* **Problem to solve**
Copy word for word, please, the lines of the entries below running from the one containing "In the photo above, where can the white cloud" to the one containing "In the photo above, where can the front lawn", both ends included.

* **Recorded data**
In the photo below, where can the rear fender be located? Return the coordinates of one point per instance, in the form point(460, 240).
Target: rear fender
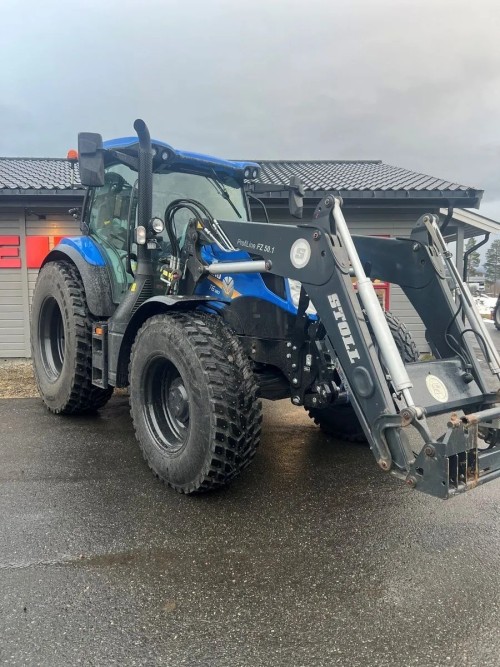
point(84, 253)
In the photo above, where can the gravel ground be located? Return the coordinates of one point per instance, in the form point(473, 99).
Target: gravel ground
point(16, 379)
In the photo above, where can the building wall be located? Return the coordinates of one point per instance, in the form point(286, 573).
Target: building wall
point(24, 241)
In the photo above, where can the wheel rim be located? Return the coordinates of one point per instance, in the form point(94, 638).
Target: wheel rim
point(165, 404)
point(51, 338)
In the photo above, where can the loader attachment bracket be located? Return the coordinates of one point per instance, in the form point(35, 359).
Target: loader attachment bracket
point(455, 463)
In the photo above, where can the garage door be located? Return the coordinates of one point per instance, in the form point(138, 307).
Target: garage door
point(23, 245)
point(13, 316)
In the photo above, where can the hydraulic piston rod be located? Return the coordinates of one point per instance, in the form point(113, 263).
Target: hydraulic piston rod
point(371, 304)
point(466, 297)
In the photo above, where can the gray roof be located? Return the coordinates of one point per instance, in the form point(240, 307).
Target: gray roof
point(351, 175)
point(353, 179)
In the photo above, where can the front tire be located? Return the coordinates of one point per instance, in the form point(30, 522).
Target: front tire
point(61, 342)
point(193, 402)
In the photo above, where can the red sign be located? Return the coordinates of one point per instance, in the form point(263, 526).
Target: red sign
point(37, 248)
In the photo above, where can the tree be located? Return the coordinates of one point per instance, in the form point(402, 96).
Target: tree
point(474, 259)
point(492, 264)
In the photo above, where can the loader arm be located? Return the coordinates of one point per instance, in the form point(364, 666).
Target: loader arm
point(387, 396)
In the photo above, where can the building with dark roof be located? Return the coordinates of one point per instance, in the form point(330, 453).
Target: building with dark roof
point(379, 199)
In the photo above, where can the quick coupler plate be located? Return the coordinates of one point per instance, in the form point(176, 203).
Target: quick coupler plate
point(467, 455)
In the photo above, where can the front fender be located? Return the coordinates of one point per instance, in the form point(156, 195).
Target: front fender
point(153, 306)
point(84, 253)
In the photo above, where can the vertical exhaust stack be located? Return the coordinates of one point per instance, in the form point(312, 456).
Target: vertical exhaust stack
point(145, 193)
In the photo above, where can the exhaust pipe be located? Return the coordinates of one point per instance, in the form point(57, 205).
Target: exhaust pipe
point(145, 193)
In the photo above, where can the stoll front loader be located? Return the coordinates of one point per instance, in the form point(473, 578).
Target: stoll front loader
point(174, 292)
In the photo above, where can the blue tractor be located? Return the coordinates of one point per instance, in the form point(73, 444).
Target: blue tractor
point(173, 292)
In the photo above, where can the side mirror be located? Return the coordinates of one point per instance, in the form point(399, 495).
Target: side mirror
point(90, 159)
point(296, 197)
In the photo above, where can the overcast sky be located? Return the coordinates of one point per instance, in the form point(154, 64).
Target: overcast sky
point(413, 83)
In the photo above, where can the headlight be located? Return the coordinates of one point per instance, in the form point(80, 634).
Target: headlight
point(295, 286)
point(158, 225)
point(140, 235)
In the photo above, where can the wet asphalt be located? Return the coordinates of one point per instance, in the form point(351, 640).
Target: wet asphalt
point(314, 557)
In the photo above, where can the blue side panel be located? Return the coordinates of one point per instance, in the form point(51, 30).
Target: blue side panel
point(86, 247)
point(244, 284)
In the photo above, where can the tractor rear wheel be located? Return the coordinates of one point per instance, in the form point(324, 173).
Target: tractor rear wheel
point(61, 342)
point(340, 421)
point(193, 401)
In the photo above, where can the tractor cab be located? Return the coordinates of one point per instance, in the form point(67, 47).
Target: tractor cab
point(110, 214)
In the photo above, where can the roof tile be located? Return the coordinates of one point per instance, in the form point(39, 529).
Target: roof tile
point(317, 175)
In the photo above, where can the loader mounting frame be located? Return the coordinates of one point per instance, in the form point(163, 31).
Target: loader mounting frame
point(387, 396)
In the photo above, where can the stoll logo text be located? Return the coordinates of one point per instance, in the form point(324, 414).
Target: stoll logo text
point(338, 313)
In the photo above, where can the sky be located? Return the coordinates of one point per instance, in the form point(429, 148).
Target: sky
point(415, 84)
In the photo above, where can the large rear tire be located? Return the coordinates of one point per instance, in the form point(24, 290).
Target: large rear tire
point(61, 342)
point(340, 421)
point(193, 401)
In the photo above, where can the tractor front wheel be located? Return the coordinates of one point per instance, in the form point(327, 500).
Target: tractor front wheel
point(61, 342)
point(193, 402)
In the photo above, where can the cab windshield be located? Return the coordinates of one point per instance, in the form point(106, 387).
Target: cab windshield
point(111, 211)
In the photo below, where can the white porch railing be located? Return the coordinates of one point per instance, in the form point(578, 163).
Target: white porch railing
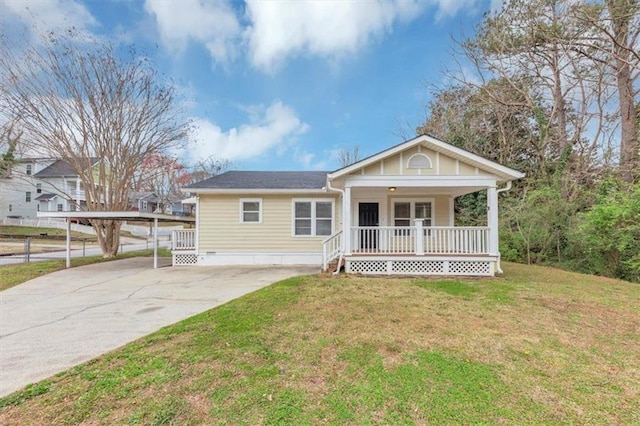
point(78, 194)
point(331, 249)
point(184, 239)
point(409, 240)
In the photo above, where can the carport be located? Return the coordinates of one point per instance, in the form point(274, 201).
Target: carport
point(117, 216)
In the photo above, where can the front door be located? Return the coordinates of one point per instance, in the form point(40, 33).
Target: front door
point(368, 216)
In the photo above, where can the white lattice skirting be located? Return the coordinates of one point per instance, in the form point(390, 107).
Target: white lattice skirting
point(421, 267)
point(185, 259)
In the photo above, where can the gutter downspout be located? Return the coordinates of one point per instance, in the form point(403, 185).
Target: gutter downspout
point(344, 212)
point(506, 188)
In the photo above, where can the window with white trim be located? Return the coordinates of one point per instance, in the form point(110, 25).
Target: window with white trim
point(312, 218)
point(406, 212)
point(251, 210)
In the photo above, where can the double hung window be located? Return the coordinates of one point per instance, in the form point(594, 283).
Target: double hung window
point(251, 210)
point(312, 218)
point(405, 213)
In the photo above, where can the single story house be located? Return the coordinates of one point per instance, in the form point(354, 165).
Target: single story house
point(390, 213)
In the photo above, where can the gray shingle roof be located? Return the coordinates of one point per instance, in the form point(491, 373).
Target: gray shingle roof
point(59, 169)
point(264, 180)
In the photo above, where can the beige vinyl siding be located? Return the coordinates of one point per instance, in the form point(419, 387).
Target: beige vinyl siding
point(221, 229)
point(447, 165)
point(393, 166)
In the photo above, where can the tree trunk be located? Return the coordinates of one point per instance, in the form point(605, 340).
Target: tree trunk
point(108, 232)
point(620, 12)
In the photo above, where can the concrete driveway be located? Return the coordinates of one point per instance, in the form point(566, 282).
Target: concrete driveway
point(54, 322)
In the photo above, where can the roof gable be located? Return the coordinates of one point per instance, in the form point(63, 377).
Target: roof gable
point(430, 143)
point(60, 168)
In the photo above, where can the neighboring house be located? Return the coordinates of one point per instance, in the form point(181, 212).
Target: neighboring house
point(40, 184)
point(391, 213)
point(149, 202)
point(19, 188)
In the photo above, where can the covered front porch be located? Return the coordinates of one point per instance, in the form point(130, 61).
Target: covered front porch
point(406, 225)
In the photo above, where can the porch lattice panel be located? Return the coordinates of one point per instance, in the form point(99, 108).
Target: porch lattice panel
point(368, 266)
point(185, 259)
point(420, 267)
point(469, 268)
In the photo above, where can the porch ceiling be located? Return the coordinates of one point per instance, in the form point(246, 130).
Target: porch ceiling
point(415, 191)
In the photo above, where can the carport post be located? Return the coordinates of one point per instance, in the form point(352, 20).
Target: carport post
point(155, 243)
point(68, 243)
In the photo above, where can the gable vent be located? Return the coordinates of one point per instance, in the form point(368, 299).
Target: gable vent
point(419, 161)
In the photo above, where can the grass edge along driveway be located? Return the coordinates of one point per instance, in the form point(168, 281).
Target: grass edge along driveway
point(536, 346)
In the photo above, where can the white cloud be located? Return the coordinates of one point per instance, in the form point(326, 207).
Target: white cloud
point(276, 126)
point(212, 23)
point(449, 8)
point(329, 29)
point(47, 15)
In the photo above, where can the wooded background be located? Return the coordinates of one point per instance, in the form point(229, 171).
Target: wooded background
point(551, 88)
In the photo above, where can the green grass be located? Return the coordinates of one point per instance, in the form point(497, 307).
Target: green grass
point(12, 275)
point(536, 346)
point(29, 231)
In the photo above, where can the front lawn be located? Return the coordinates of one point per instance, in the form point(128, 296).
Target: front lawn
point(537, 346)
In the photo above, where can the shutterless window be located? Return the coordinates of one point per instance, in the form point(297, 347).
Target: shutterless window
point(423, 211)
point(313, 218)
point(402, 214)
point(250, 211)
point(406, 212)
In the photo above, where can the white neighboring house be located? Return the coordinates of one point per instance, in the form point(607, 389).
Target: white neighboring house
point(40, 184)
point(149, 202)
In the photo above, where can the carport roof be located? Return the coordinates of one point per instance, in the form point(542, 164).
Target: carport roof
point(118, 215)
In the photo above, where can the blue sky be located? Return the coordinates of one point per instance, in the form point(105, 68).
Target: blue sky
point(283, 85)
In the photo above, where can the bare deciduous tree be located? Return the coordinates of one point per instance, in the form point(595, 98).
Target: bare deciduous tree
point(164, 176)
point(207, 168)
point(347, 156)
point(9, 139)
point(83, 99)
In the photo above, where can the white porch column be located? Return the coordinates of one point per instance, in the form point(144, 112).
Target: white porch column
point(492, 219)
point(155, 243)
point(78, 193)
point(346, 221)
point(68, 262)
point(419, 239)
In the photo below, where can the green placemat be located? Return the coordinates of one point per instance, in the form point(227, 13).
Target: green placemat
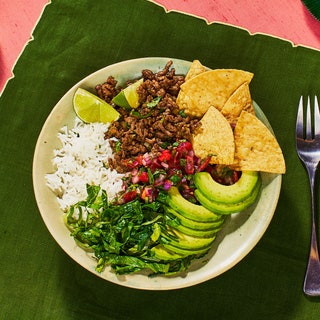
point(75, 38)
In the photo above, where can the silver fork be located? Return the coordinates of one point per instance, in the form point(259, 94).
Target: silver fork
point(308, 149)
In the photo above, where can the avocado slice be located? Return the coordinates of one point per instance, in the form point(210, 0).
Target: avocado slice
point(189, 210)
point(183, 241)
point(218, 192)
point(191, 232)
point(227, 208)
point(185, 252)
point(195, 225)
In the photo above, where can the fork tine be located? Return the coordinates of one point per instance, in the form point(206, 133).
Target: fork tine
point(299, 124)
point(316, 118)
point(308, 123)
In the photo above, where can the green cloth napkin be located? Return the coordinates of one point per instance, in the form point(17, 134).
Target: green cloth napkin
point(75, 38)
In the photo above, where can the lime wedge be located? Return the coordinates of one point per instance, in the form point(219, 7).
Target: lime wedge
point(90, 108)
point(128, 97)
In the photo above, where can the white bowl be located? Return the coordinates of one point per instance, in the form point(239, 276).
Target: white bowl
point(238, 237)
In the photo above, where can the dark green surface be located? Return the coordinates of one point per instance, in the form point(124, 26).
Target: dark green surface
point(73, 39)
point(314, 7)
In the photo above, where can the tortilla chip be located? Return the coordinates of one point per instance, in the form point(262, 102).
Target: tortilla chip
point(214, 138)
point(240, 100)
point(195, 69)
point(210, 88)
point(256, 148)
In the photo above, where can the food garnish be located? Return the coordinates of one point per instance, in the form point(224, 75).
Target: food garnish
point(181, 143)
point(90, 108)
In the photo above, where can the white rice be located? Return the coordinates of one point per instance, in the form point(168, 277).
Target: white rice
point(81, 160)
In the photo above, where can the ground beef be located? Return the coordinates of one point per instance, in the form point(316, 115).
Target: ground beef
point(153, 125)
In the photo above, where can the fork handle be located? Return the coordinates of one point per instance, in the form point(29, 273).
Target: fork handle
point(311, 286)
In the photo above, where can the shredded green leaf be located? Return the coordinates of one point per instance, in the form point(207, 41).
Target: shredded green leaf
point(121, 236)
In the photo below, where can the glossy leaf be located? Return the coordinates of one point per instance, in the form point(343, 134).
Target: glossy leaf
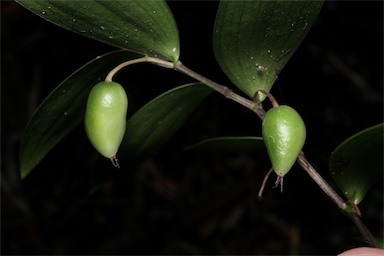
point(253, 40)
point(151, 127)
point(63, 109)
point(230, 145)
point(357, 163)
point(156, 122)
point(143, 26)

* **Task answer**
In the photo above, where can the white cloud be located? Return the coordinates of one point per instance, in the form point(326, 207).
Target: white cloud
point(276, 126)
point(212, 23)
point(449, 8)
point(329, 29)
point(47, 15)
In the photo above, where can the wooded background be located? Return the coordinates of one point per instance, in the form point(229, 171).
Target: wooded background
point(551, 88)
In the photo above, where can the green grass be located? Return the coordinates of one point per instance, in the form point(497, 307).
Target: green grass
point(12, 275)
point(536, 346)
point(29, 231)
In the photo above, where can the front lawn be located? Return the coordinates of one point per instance, in the form point(128, 296).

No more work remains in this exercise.